Aim: Reproduce each of the rows below verbatim, without altering a single line.
════════════════════
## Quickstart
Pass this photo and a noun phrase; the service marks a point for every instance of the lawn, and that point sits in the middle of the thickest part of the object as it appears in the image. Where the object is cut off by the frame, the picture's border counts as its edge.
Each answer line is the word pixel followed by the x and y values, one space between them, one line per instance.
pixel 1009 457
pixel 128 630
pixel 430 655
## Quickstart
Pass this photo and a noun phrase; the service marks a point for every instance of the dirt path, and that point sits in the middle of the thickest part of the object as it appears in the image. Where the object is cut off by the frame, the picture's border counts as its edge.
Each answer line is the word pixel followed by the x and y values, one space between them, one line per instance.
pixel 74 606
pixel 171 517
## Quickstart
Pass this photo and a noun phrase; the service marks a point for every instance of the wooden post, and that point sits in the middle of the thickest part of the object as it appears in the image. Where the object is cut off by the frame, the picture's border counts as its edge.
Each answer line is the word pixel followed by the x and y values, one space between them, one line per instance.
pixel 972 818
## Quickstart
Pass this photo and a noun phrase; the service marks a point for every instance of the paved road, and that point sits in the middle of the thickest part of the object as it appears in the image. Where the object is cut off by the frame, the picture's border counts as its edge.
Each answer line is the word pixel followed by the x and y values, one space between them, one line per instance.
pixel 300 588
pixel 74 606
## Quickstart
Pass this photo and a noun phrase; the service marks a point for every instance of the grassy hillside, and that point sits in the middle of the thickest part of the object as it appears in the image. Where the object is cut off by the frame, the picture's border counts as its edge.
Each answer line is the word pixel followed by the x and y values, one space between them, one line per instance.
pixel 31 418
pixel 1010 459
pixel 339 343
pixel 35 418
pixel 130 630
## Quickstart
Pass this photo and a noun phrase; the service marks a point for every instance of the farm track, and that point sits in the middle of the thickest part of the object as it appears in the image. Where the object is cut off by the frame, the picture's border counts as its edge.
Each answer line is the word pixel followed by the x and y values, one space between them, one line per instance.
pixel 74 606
════════════════════
The reply:
## Quickstart
Pass this photo and a noun phrase; the service marks a point for every instance of the lawn, and that point sits in the middle of the thickest part of the object as it appears in the image. Where the object is cut off by the frame, the picture's border counts as its edge.
Each answer line is the word pixel followed by the x and y values, one space between them, one line per instance.
pixel 1009 457
pixel 128 630
pixel 430 655
## Quickstart
Pass this photo and a noun phrase; the service marks a point for every instance of the dirt path, and that point sits in the middle of the thickest part of the object as it appears in the image. Where the object is cut off by the frame, the picture's border counts as its edge.
Each answer line is the word pixel followed by the x and y values, one space between them, one line per instance.
pixel 74 606
pixel 171 517
## Quickstart
Pass this photo and a noun phrase; the service marks a point for every instance of the wooden post, and that point sits in the middle of the thickest part of the object as it appears in the image. Where the object is cut off by the frame, the picture's border counts as its edge.
Each answer line is the word pixel followed by the x and y values, one space between them, one line per instance.
pixel 972 818
## Quickstart
Pass this photo and a noun phrase; the service marks a point for every instance of the paved road, and that point sits in the middle of the thickest part of the object as it appears in the image. Where the object is cut off by the frame, the picture's border counts as its edge.
Each answer line is the word pixel followed by the x and y values, one space between them, one line per instance.
pixel 300 588
pixel 74 606
## Quickstart
Pass this photo and a noun phrase; the service marks a point for every instance of the grassy hillside, and that point sits in the middle of the thickest part of the object as it appears in the image. Where the object is cut off by the frame, the picture's border counts as its edge.
Each answer line is the word pixel followed by the x and y values, one space between them, one line per instance.
pixel 31 418
pixel 1010 459
pixel 339 343
pixel 35 418
pixel 130 630
## Quickstart
Pass this photo and a noun phrase; the service marks a point for every instance of the farm track, and that point sits in the middle of the thickest part of the object as it appears in the image. Where the object is cut off by the frame, the picture's border counts as its edge.
Each answer line is the word pixel followed by the x and y values, one space between them, one line per instance.
pixel 74 606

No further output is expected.